*Problem requirements*.
The answer should be an exact copy of the lines from the line with "Target: white paint on truck door" through the last line of the entries, and no other lines.

*Data under study*.
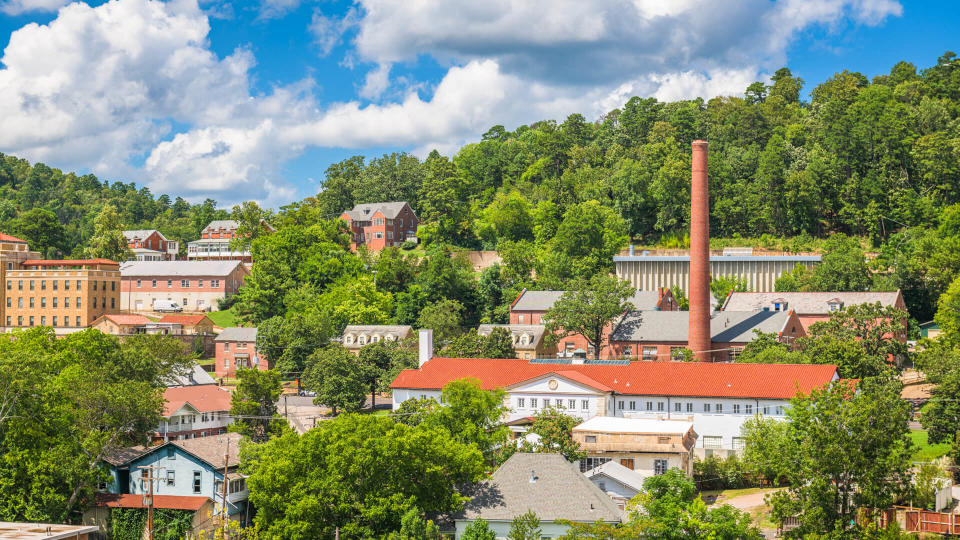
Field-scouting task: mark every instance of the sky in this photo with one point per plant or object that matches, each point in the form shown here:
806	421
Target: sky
254	100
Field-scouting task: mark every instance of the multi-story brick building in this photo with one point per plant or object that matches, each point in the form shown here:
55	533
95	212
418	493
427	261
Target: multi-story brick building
214	243
196	286
379	225
67	295
151	245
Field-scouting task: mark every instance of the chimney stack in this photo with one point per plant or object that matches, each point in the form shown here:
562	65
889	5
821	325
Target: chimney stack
699	330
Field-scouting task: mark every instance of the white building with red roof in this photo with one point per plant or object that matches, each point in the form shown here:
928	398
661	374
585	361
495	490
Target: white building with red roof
716	397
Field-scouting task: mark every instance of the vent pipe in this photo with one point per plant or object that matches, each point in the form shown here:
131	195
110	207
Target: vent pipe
699	330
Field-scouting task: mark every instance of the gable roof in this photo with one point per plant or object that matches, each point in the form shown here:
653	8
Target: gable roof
725	326
202	397
390	210
558	492
628	477
693	379
238	333
544	300
806	302
178	268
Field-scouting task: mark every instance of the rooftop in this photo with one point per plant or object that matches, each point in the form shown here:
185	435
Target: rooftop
546	484
693	379
178	268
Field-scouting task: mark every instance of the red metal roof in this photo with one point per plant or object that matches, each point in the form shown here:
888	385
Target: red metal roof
703	379
169	502
183	319
4	237
202	397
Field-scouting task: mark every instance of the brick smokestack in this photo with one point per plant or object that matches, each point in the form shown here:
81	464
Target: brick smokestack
699	331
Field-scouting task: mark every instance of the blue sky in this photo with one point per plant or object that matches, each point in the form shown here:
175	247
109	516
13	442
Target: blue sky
253	100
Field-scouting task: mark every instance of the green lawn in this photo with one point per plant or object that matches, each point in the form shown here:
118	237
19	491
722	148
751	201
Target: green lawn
223	318
924	450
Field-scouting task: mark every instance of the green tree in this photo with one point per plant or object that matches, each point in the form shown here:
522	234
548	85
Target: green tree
587	308
254	405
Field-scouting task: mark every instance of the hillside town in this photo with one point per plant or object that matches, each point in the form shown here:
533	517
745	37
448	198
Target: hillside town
723	302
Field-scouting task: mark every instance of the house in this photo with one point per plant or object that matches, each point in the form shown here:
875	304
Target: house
719	397
661	335
530	306
46	531
189	323
214	242
67	295
812	307
618	482
649	446
121	324
545	484
527	339
356	336
379	225
100	513
187	468
151	245
236	348
194	411
197	286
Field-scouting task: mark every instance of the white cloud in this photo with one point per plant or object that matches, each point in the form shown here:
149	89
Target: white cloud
18	7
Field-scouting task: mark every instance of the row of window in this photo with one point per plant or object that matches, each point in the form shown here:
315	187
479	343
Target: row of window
55	284
43	321
559	403
184	283
54	301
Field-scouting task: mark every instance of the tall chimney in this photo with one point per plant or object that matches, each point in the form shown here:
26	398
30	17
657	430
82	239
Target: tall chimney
699	331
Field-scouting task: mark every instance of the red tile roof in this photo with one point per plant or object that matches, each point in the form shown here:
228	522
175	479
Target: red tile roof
202	397
169	502
7	238
695	379
183	319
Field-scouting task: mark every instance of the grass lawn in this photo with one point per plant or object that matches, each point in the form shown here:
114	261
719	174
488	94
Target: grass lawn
223	318
924	450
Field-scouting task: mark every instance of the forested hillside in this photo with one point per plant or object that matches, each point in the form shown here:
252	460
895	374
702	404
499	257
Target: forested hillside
55	211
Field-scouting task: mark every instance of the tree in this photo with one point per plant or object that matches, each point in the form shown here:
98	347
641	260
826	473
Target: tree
254	405
587	308
108	241
358	473
525	527
338	378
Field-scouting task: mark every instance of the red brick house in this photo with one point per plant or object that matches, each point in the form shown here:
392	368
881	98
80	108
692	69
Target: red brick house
379	225
151	245
660	335
236	347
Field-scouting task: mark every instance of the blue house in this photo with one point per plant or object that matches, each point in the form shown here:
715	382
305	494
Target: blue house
189	467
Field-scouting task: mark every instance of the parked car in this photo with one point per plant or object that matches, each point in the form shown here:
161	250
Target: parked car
166	306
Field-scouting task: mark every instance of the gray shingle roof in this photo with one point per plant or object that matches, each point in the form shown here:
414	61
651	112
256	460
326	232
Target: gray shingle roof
804	303
725	326
559	492
238	333
364	212
544	300
178	268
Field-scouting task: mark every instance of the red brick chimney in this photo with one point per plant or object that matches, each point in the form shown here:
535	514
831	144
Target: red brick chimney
699	331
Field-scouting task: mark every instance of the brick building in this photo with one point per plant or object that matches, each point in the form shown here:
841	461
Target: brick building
196	285
379	225
151	245
236	347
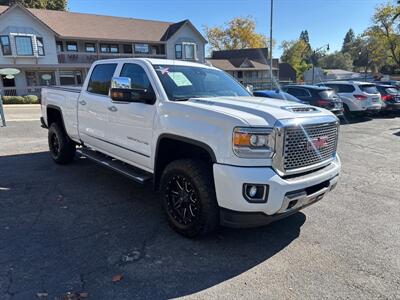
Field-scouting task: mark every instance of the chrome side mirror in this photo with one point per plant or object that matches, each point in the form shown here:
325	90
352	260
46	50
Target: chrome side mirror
121	83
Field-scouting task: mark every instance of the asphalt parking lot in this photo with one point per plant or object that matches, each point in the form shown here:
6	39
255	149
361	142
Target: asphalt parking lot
72	228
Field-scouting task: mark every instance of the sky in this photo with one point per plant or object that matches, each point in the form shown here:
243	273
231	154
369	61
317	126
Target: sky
327	21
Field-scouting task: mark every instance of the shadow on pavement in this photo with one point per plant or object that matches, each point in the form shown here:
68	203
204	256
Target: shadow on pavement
354	119
71	228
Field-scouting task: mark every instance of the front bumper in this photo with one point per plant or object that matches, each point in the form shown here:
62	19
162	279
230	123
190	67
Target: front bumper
391	106
286	196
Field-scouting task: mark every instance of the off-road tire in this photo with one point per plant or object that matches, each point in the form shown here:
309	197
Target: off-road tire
62	148
199	178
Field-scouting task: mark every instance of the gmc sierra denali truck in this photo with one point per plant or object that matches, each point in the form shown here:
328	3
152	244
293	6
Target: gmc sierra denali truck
217	154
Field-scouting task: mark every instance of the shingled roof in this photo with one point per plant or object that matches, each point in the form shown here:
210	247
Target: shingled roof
89	26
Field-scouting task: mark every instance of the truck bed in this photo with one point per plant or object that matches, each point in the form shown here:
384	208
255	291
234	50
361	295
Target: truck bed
66	98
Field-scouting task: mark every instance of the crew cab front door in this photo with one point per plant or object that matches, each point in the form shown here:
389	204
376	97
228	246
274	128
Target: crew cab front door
92	106
130	126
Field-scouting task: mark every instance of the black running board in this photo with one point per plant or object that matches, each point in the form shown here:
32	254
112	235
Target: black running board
129	171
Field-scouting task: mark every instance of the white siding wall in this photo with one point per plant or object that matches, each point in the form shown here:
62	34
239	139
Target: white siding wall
19	18
186	34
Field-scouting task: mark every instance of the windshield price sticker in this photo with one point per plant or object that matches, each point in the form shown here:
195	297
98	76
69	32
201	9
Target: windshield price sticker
179	78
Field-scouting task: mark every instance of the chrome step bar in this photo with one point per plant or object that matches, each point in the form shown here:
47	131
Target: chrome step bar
129	171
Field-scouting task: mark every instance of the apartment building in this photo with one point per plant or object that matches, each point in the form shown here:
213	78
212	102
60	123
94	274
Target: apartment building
57	48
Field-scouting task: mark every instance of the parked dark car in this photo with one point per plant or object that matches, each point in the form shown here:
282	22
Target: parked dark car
277	94
394	83
318	96
390	97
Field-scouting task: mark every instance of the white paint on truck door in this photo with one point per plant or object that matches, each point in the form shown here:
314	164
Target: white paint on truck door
93	106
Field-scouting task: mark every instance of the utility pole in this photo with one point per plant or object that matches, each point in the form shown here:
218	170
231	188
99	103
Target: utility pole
270	45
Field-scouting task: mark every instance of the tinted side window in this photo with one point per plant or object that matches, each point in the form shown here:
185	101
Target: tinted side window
100	80
138	76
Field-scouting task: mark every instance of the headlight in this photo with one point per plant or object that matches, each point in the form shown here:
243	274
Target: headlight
253	142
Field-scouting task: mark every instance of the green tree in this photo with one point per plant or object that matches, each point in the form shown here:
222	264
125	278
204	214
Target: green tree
239	33
384	36
337	60
296	53
41	4
348	41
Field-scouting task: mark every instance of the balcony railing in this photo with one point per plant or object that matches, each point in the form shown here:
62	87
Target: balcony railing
88	58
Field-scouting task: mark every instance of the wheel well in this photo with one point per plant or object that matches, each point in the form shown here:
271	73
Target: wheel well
171	149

*Written answer*.
Target: white paint on truck door
93	106
Field-scouting task: mark every instance of the utility pole in this photo with one point per plant or object that matches, each point in the form shown here:
218	170
231	188
99	103
Target: utility pole
270	45
Field-scouting task: mark every instance of the tinted side window in this photo with one point per plant or object that matches, each point in the form shown here:
185	101
Target: tinted side window
100	80
138	76
Field-scouting task: mark every instance of the headlight in this photo with one point per plant or object that matches, each point in the form shown here:
243	274
Target: headlight
253	142
Field-scouting task: mark every instance of the green tree in this photo with one point per plant or object that matches, each point in the form shown here:
222	264
125	278
204	214
Target: green tree
239	33
384	36
337	60
296	53
41	4
348	41
Field-scouting task: mark every instance of the balcony railing in this photo with one point per plant or object that matches, each point in the form shown here:
62	87
Target: balcony railing
88	58
Field-scouting task: mark every instance of the wheel well in this photo with one point per plant or object that matches, each point in the form shown here:
271	73
Target: wheel well
171	149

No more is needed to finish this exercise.